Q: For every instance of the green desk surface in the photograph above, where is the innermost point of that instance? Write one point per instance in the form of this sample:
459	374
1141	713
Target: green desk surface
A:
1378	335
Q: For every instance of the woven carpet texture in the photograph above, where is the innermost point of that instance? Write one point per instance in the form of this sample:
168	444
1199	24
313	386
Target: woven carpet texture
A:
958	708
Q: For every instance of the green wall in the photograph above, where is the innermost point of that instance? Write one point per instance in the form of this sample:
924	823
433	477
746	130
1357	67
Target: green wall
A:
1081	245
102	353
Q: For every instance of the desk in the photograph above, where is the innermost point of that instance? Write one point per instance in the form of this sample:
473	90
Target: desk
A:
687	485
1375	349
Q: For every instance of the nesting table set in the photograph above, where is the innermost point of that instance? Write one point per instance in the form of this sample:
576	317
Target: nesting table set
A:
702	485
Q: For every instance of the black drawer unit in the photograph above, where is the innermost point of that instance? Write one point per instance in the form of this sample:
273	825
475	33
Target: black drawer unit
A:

_ _ _ _ _ _ _

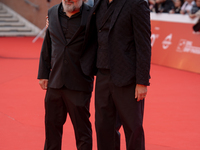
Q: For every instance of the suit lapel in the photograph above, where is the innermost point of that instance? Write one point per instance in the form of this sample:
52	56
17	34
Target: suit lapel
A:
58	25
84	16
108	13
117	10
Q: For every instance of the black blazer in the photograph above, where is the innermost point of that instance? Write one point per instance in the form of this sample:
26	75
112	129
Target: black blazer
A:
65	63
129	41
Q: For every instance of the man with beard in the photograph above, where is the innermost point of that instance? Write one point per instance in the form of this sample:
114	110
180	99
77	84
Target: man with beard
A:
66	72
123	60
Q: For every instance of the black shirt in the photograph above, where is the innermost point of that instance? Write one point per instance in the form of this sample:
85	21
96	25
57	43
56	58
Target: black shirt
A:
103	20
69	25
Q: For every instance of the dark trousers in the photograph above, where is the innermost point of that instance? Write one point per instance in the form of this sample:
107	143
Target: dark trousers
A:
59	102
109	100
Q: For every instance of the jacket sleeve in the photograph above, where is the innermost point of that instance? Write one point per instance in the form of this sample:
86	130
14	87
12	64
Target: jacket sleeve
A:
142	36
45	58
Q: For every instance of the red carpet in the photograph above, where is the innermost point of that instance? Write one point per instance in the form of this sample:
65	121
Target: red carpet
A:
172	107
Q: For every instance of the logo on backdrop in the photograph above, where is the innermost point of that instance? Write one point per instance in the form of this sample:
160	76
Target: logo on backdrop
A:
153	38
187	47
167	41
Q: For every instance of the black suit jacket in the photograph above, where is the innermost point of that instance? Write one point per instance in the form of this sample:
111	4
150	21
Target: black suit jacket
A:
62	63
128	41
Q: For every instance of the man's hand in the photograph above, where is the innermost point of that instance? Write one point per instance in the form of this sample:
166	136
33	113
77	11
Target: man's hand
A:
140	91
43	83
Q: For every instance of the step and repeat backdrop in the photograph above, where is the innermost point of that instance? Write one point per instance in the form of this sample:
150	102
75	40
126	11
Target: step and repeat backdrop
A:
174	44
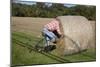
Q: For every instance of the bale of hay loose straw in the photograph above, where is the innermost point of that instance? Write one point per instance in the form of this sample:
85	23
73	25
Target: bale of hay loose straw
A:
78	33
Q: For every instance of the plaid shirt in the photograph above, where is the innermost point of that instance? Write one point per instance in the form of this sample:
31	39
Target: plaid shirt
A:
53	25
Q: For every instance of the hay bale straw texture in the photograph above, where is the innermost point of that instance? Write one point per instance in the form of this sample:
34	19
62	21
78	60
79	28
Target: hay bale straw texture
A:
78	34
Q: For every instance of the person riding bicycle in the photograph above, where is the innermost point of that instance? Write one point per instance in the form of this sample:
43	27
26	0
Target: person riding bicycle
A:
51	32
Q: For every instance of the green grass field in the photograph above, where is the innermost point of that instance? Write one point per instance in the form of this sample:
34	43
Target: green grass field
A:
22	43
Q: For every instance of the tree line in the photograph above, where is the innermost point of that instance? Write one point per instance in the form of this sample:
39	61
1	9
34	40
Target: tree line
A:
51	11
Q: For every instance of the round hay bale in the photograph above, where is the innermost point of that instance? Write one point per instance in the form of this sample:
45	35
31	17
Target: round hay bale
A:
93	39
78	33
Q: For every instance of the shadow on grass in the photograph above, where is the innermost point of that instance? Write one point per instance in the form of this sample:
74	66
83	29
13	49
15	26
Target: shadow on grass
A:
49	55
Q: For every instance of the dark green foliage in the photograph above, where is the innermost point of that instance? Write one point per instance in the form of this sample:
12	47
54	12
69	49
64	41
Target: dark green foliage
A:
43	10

_ _ _ _ _ _ _

- [WRITTEN TASK]: Return every line above that contains the word "foliage".

- [EXERCISE RESPONSE]:
Q: For every instance of the dark green foliage in the photograph above, where is the innermost point of that instance? Write one point per instance in the form of this sample:
Target: dark green foliage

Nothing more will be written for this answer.